== Instruction 1 ==
Recast the entries, starting at the line that contains "In this exercise you will identify every instance of the distant" and ending at the last entry, as a numbered list, leaving out blank lines.

== Source ==
• • • • •
British government agencies have been ordered to stop installing surveillance cameras made by companies subject to China’s national security law amid security concerns.
The UK government is cracking down on Chinese technology by banning the use of certain “visual surveillance systems” at “sensitive” government sites.
The ban applies to surveillance cameras and other systems owned by Chinese companies that have to work with Beijing’s security services.
Officials have been instructed to ensure these systems are not connected to departments’ core networks and to consider removing any existing equipment immediately without waiting for scheduled updates.
They were also asked to consider whether the same “risk mitigation” should be extended to sites not classified as “sensitive”.
Britain’s reticence towards Chinese technology is embedded in a long-running technological row between Washington and Beijing, which has accused Beijing of using technology to increase its global influence.
The move also follows MPs’ growing concerns about Westminster’s technological vulnerabilities. Earlier this month, UK Security Secretary Tom Tugendhat warned that Britain’s democracy was “under fire” after MPs were warned their mobile phones could be used to gather sensitive information.
• • • • •
== Records shown ==
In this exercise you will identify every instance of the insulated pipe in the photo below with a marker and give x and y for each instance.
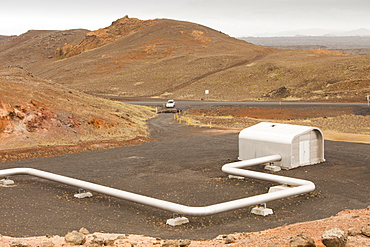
(302, 186)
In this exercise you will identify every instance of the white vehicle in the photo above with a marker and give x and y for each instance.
(170, 103)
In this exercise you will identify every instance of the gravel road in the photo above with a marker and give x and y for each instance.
(182, 164)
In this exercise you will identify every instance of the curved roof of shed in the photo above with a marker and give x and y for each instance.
(275, 132)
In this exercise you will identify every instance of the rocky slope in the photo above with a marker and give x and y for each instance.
(353, 224)
(168, 58)
(39, 113)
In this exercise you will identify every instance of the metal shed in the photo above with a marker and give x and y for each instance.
(298, 145)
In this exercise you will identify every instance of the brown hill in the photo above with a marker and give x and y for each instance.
(167, 58)
(38, 113)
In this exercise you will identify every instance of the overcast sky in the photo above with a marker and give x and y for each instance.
(234, 17)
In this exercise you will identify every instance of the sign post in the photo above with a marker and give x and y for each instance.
(206, 92)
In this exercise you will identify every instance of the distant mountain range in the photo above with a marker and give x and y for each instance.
(316, 32)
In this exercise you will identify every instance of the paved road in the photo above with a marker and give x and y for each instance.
(183, 165)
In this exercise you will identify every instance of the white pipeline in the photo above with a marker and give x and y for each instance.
(299, 187)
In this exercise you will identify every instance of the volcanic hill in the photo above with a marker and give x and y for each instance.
(176, 59)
• • • • •
== Instruction 2 ==
Answer these questions from the article on the UK surveillance camera ban:
(a) At what kind of government sites is the use of the specified visual surveillance systems banned?
(b) To what must officials ensure these systems are not connected?
(c) Who warned that Britain's democracy was "under fire"?

== Correct response 1 ==
1. In this exercise you will identify every instance of the distant mountain range in the photo above with a marker and give x and y for each instance.
2. (316, 32)
3. In this exercise you will identify every instance of the paved road in the photo above with a marker and give x and y for each instance.
4. (183, 165)
5. In this exercise you will identify every instance of the white pipeline in the photo above with a marker and give x and y for each instance.
6. (299, 187)
7. In this exercise you will identify every instance of the volcanic hill in the photo above with a marker and give x and y for each instance.
8. (176, 59)

== Correct response 2 ==
(a) "Sensitive" government sites.
(b) Departments' core networks.
(c) UK Security Secretary Tom Tugendhat.